— START —

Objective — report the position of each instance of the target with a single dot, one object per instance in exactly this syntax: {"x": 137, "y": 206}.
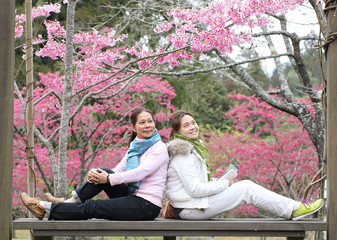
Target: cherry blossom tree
{"x": 273, "y": 148}
{"x": 104, "y": 87}
{"x": 103, "y": 75}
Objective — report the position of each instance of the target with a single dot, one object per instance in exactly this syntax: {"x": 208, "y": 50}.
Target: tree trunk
{"x": 67, "y": 96}
{"x": 30, "y": 101}
{"x": 331, "y": 124}
{"x": 6, "y": 116}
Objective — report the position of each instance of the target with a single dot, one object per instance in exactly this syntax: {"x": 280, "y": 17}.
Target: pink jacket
{"x": 151, "y": 173}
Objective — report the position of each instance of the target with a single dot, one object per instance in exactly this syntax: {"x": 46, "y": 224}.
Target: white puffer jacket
{"x": 187, "y": 185}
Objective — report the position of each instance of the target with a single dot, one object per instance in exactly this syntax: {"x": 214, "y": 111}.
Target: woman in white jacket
{"x": 192, "y": 195}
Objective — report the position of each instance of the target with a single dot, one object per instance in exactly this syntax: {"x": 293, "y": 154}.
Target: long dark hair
{"x": 133, "y": 120}
{"x": 175, "y": 121}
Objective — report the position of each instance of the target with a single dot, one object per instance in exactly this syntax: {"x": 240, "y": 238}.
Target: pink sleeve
{"x": 150, "y": 161}
{"x": 121, "y": 166}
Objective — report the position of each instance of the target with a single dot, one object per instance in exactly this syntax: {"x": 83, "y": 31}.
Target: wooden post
{"x": 6, "y": 115}
{"x": 332, "y": 125}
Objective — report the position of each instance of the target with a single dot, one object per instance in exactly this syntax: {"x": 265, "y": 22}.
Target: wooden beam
{"x": 6, "y": 115}
{"x": 332, "y": 126}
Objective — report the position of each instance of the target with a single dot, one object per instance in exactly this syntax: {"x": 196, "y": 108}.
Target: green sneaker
{"x": 306, "y": 208}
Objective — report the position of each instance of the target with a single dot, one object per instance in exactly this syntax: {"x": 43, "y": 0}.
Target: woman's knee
{"x": 108, "y": 170}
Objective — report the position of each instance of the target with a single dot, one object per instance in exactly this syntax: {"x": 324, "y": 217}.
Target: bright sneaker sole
{"x": 304, "y": 215}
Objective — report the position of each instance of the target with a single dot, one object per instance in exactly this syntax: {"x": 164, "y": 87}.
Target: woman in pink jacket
{"x": 135, "y": 186}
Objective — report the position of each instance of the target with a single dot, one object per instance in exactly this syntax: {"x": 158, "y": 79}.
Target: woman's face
{"x": 189, "y": 127}
{"x": 144, "y": 126}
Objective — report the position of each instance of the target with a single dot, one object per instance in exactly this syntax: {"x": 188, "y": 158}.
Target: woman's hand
{"x": 230, "y": 181}
{"x": 97, "y": 176}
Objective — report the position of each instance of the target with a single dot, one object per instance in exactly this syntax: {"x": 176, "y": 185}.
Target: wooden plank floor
{"x": 165, "y": 227}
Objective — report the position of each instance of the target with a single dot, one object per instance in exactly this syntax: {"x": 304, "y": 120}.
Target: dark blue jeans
{"x": 120, "y": 206}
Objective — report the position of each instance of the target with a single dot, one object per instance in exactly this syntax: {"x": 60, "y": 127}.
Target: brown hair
{"x": 133, "y": 120}
{"x": 175, "y": 121}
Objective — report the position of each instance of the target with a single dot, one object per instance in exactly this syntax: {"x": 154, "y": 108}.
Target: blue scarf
{"x": 135, "y": 150}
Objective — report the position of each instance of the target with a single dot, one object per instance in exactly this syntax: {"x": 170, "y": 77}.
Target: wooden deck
{"x": 169, "y": 229}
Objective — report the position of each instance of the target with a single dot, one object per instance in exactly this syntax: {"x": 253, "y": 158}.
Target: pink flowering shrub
{"x": 273, "y": 148}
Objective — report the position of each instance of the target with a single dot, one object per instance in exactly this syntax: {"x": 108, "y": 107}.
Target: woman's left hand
{"x": 97, "y": 176}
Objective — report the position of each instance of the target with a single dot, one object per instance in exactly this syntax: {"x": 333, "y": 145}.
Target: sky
{"x": 301, "y": 21}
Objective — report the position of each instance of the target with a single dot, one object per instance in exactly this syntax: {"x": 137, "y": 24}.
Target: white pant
{"x": 243, "y": 192}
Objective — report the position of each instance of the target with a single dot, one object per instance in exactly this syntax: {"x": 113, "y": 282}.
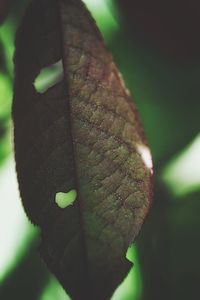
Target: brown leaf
{"x": 81, "y": 135}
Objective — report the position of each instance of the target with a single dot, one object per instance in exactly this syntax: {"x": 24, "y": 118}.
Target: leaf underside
{"x": 84, "y": 134}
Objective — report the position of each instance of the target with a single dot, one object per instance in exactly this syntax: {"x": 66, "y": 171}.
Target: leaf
{"x": 83, "y": 135}
{"x": 4, "y": 9}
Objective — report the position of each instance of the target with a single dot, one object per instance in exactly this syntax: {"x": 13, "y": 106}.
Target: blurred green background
{"x": 156, "y": 49}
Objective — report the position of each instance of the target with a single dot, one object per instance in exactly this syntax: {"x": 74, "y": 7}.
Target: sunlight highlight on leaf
{"x": 182, "y": 174}
{"x": 65, "y": 199}
{"x": 54, "y": 291}
{"x": 16, "y": 232}
{"x": 48, "y": 77}
{"x": 101, "y": 10}
{"x": 131, "y": 287}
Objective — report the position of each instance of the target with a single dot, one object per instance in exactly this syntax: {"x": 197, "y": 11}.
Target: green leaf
{"x": 82, "y": 133}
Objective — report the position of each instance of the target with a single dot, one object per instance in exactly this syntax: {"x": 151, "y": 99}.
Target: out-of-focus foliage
{"x": 166, "y": 90}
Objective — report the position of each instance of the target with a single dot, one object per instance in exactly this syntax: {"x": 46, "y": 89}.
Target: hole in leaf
{"x": 48, "y": 77}
{"x": 65, "y": 199}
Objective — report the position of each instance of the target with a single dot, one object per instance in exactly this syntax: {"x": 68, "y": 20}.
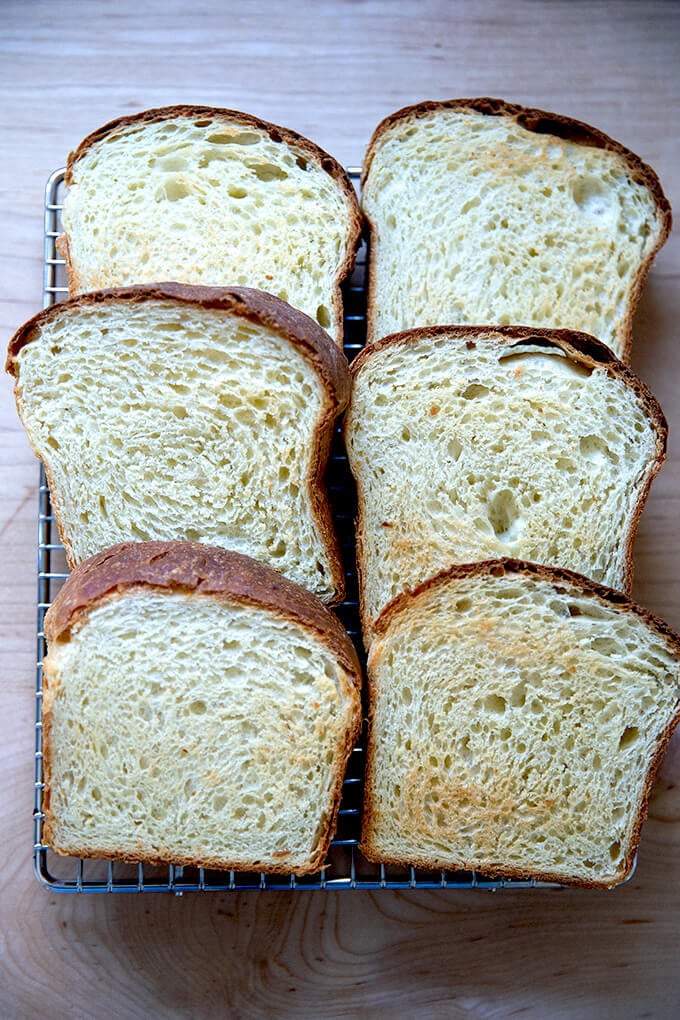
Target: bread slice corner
{"x": 472, "y": 443}
{"x": 212, "y": 197}
{"x": 481, "y": 210}
{"x": 199, "y": 709}
{"x": 188, "y": 413}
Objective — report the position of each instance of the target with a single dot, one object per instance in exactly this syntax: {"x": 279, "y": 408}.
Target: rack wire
{"x": 346, "y": 868}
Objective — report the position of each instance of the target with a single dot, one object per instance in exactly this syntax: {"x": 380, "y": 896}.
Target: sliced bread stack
{"x": 482, "y": 211}
{"x": 199, "y": 709}
{"x": 518, "y": 712}
{"x": 172, "y": 412}
{"x": 518, "y": 715}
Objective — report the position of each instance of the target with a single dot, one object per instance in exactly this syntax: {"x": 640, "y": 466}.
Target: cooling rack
{"x": 346, "y": 868}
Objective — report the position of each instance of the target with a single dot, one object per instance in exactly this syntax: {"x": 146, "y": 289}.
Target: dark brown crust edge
{"x": 579, "y": 348}
{"x": 541, "y": 122}
{"x": 561, "y": 579}
{"x": 259, "y": 307}
{"x": 277, "y": 134}
{"x": 205, "y": 571}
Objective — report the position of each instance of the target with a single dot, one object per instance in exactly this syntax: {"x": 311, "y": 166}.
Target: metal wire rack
{"x": 346, "y": 868}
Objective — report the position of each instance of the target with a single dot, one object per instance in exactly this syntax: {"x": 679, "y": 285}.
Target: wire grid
{"x": 346, "y": 868}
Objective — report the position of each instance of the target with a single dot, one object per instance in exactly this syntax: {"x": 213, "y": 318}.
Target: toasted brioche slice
{"x": 518, "y": 715}
{"x": 212, "y": 197}
{"x": 484, "y": 211}
{"x": 472, "y": 443}
{"x": 198, "y": 708}
{"x": 189, "y": 413}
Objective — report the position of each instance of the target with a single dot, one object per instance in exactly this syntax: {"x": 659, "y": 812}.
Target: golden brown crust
{"x": 560, "y": 578}
{"x": 581, "y": 349}
{"x": 257, "y": 306}
{"x": 541, "y": 122}
{"x": 306, "y": 148}
{"x": 203, "y": 571}
{"x": 198, "y": 569}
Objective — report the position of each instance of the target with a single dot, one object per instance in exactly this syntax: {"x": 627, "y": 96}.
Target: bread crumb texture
{"x": 158, "y": 420}
{"x": 478, "y": 219}
{"x": 515, "y": 722}
{"x": 466, "y": 453}
{"x": 223, "y": 745}
{"x": 208, "y": 200}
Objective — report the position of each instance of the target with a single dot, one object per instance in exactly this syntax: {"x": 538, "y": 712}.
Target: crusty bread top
{"x": 579, "y": 347}
{"x": 257, "y": 306}
{"x": 430, "y": 616}
{"x": 552, "y": 574}
{"x": 200, "y": 569}
{"x": 614, "y": 323}
{"x": 542, "y": 122}
{"x": 305, "y": 155}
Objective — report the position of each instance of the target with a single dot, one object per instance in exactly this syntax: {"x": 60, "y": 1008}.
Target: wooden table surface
{"x": 330, "y": 70}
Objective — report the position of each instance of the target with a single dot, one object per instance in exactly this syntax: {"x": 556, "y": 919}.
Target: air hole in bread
{"x": 474, "y": 392}
{"x": 268, "y": 171}
{"x": 629, "y": 735}
{"x": 505, "y": 516}
{"x": 323, "y": 316}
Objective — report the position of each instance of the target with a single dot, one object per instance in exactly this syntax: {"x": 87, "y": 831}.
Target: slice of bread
{"x": 517, "y": 717}
{"x": 189, "y": 413}
{"x": 198, "y": 709}
{"x": 213, "y": 197}
{"x": 473, "y": 443}
{"x": 484, "y": 211}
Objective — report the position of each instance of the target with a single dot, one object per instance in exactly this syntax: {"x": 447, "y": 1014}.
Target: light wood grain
{"x": 330, "y": 70}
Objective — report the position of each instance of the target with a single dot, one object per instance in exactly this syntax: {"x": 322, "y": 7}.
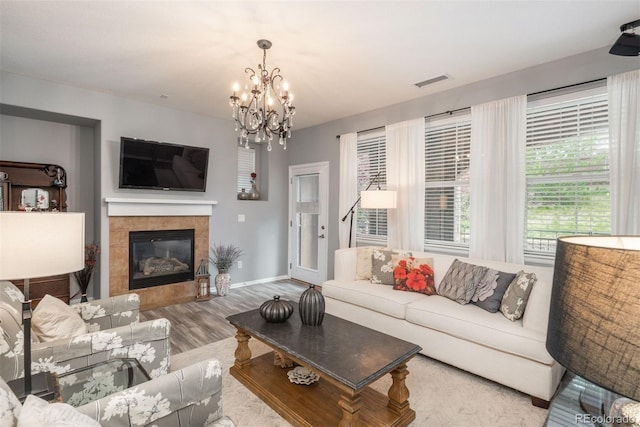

— END —

__Exercise brief__. How many lines of the data above contain the string "rack", with case taken into account? Reply with the number alone.

__Exercise solution__. 3